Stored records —

--

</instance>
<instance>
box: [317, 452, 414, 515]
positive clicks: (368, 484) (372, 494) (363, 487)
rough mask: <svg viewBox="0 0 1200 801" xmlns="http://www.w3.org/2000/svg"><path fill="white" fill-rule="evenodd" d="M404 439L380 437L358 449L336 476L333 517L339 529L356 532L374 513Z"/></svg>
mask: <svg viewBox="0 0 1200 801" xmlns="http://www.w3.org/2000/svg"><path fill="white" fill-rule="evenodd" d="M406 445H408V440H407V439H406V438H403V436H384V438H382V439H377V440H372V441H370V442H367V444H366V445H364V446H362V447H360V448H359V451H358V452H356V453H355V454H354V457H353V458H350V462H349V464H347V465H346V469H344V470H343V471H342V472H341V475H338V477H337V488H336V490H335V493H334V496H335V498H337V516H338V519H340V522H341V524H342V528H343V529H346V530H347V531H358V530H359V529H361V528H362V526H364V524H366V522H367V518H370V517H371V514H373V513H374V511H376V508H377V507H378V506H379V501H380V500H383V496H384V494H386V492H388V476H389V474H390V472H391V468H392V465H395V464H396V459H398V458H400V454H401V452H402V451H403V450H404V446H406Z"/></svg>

--

Exercise brief —
Rewrite the lines above so that "rough mask" becomes "coarse mask", keeping everything else the same.

Written answer —
</instance>
<instance>
box: [317, 452, 414, 515]
positive clicks: (368, 484) (372, 494) (363, 487)
coarse mask: <svg viewBox="0 0 1200 801" xmlns="http://www.w3.org/2000/svg"><path fill="white" fill-rule="evenodd" d="M404 439L380 437L358 449L336 476L333 517L339 529L356 532L374 513Z"/></svg>
mask: <svg viewBox="0 0 1200 801" xmlns="http://www.w3.org/2000/svg"><path fill="white" fill-rule="evenodd" d="M406 445H408V440H407V439H406V438H403V436H384V438H382V439H377V440H372V441H370V442H367V444H366V445H364V446H362V447H360V448H359V451H358V452H356V453H355V454H354V457H353V458H350V462H349V464H347V465H346V469H344V470H343V471H342V472H341V475H338V477H337V488H336V490H335V493H334V496H335V498H337V516H338V519H340V522H341V524H342V528H343V529H346V530H347V531H358V530H359V529H361V528H362V526H364V524H366V522H367V518H370V517H371V514H373V513H374V511H376V508H377V507H378V506H379V501H380V500H383V496H384V494H386V492H388V476H389V474H390V472H391V468H392V465H395V464H396V459H398V458H400V454H401V452H402V451H403V450H404V446H406Z"/></svg>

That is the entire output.